▶ **Quoted passage**:
== == ==

Rafael,
Clark is using the filesystem plugin to query a Hadoop cluster. It seems weird that you can
enumerate the files in a directory but when you try to query that file, it breaks...
-- C
> On Jul 23, 2020, at 11:35 AM, Rafael Jaimes III <rafjaimes@gmail.com> wrote:
>
> Hi all,
>
> It looks like the file is 644 already which should be good.
> I'm confused why the schema is called hdfs. dfs is a pre-built schema for
> HDFS and querying against flat files such as .json as you're trying to do.
> The default config for dfs also has a lot more content than what you
> pasted. Can you use the default and try again?
>
> Hope this helps,
> Rafael
>
>
> On Thu, Jul 23, 2020 at 11:30 AM Charles Givre <cgivre@gmail.com> wrote:
>
>> Hi Clark,
>> That's strange. My initial thought is that this could be a permission
>> issue. However, it might also be that Drill isn't finding the file for
>> some reason.

== == ==

▶ **Exercise brief**: Give every person named in the email thread, using the full name where the thread gives one. The material is separate from the email thread.

== == ==

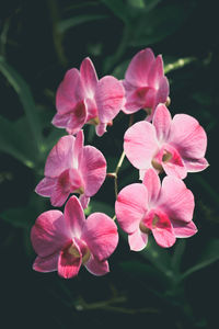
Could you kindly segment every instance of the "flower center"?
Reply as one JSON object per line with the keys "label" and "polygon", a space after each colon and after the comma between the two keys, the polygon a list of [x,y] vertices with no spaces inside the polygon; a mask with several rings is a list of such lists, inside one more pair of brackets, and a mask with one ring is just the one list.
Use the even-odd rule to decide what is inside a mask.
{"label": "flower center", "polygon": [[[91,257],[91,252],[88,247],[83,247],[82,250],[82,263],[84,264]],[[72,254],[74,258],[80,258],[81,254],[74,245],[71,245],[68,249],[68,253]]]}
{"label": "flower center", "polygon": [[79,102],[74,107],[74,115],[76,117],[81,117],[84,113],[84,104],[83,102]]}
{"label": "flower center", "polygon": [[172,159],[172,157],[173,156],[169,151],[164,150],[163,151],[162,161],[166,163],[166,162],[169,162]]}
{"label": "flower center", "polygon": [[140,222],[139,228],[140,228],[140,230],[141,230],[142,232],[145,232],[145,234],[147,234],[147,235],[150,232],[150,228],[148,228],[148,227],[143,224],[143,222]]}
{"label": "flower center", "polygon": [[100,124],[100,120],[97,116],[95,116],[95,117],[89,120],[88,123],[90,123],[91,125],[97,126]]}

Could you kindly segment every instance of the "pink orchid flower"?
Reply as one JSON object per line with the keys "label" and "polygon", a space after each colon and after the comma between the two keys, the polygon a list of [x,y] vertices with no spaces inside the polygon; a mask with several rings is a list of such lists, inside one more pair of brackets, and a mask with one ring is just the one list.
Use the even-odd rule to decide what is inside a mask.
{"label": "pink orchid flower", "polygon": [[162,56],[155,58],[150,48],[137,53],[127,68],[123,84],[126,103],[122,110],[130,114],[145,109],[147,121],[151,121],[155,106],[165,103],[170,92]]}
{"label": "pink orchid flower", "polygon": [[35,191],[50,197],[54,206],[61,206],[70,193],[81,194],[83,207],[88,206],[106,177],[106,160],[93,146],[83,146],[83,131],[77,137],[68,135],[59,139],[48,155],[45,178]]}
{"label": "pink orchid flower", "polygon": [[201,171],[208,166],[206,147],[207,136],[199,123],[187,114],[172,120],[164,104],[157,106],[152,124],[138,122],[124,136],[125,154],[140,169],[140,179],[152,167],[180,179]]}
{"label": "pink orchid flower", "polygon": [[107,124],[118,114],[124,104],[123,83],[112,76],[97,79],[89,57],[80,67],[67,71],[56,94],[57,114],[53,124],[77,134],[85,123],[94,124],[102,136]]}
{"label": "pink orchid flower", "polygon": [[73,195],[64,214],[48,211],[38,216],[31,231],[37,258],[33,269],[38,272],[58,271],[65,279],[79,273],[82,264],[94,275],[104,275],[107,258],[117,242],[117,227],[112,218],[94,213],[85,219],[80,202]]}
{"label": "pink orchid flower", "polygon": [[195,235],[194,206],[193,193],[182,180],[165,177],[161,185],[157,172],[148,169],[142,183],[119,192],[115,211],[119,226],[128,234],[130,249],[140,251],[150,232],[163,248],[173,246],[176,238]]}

== == ==

▶ **Solution for this task**: Rafael Jaimes III, Clark, Charles Givre